» **Aim of the exercise**
Check each line below for the word "gray", and copy those that have it.

» **Image point grounding data**
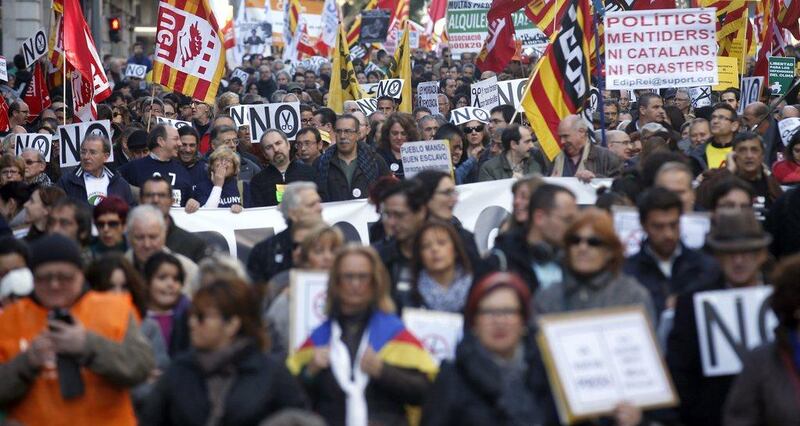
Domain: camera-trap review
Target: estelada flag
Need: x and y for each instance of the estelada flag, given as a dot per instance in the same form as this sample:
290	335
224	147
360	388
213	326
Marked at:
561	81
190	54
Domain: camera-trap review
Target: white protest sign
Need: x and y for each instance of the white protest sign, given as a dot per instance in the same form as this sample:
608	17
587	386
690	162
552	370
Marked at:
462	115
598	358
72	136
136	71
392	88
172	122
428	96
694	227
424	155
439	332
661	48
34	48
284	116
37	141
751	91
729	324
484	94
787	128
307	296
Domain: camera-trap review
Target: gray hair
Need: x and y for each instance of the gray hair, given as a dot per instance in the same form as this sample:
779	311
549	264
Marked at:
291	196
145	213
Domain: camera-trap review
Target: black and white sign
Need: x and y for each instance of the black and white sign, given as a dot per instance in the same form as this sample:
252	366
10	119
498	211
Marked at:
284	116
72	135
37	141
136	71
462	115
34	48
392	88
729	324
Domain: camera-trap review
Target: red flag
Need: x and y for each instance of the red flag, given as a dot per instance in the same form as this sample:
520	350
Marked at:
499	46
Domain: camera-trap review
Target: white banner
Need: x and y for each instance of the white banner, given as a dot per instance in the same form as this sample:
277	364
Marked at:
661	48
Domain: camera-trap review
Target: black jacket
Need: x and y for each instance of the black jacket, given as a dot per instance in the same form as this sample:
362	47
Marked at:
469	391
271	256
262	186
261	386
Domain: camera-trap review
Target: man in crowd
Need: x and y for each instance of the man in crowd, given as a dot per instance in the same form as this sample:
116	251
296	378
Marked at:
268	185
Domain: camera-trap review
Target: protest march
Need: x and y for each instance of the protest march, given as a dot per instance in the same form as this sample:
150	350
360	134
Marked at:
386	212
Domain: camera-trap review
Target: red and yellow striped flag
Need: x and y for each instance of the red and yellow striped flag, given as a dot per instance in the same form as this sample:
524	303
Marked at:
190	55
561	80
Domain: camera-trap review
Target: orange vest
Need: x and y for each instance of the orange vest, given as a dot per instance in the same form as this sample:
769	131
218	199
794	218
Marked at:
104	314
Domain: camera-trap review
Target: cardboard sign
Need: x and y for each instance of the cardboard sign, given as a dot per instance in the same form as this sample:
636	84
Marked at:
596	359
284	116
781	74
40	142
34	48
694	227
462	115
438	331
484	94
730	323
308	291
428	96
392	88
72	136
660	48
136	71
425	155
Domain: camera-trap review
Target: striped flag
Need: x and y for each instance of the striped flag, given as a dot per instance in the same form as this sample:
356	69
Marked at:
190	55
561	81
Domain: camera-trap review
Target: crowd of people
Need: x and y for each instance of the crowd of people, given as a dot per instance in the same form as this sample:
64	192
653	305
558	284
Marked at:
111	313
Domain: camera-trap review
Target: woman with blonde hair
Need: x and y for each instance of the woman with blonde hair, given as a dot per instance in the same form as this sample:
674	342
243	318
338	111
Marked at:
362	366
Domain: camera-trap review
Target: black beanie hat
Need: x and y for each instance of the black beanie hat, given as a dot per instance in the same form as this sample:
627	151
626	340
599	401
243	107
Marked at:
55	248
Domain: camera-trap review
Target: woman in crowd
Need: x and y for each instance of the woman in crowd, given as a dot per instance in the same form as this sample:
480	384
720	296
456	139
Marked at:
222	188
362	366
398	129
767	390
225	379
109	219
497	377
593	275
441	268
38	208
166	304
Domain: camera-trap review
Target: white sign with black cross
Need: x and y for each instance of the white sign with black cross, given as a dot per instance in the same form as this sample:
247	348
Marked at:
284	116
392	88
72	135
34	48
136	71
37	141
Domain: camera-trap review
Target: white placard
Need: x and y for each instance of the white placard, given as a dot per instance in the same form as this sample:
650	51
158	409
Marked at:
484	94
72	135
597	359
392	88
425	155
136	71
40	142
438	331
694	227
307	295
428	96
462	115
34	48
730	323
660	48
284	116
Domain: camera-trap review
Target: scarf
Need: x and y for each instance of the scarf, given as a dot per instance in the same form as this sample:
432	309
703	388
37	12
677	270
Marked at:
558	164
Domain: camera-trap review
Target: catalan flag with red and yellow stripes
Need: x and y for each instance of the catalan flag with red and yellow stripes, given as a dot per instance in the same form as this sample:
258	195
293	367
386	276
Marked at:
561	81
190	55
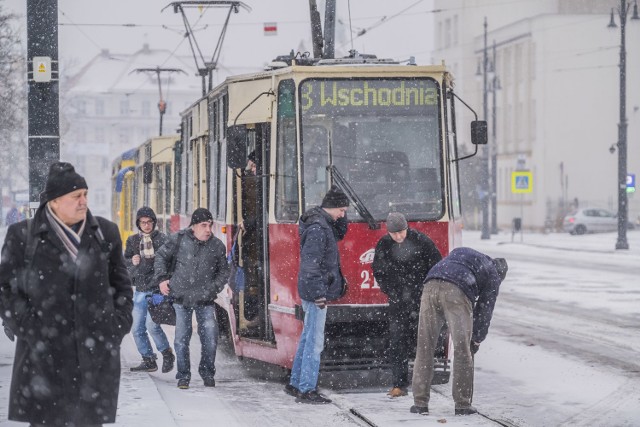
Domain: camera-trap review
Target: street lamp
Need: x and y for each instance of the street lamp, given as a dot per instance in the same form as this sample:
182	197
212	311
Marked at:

» **Expected answer**
Target: gray hair
Need: x and y for each instance of the gray hair, given as a dot per instance in the same form as this sample:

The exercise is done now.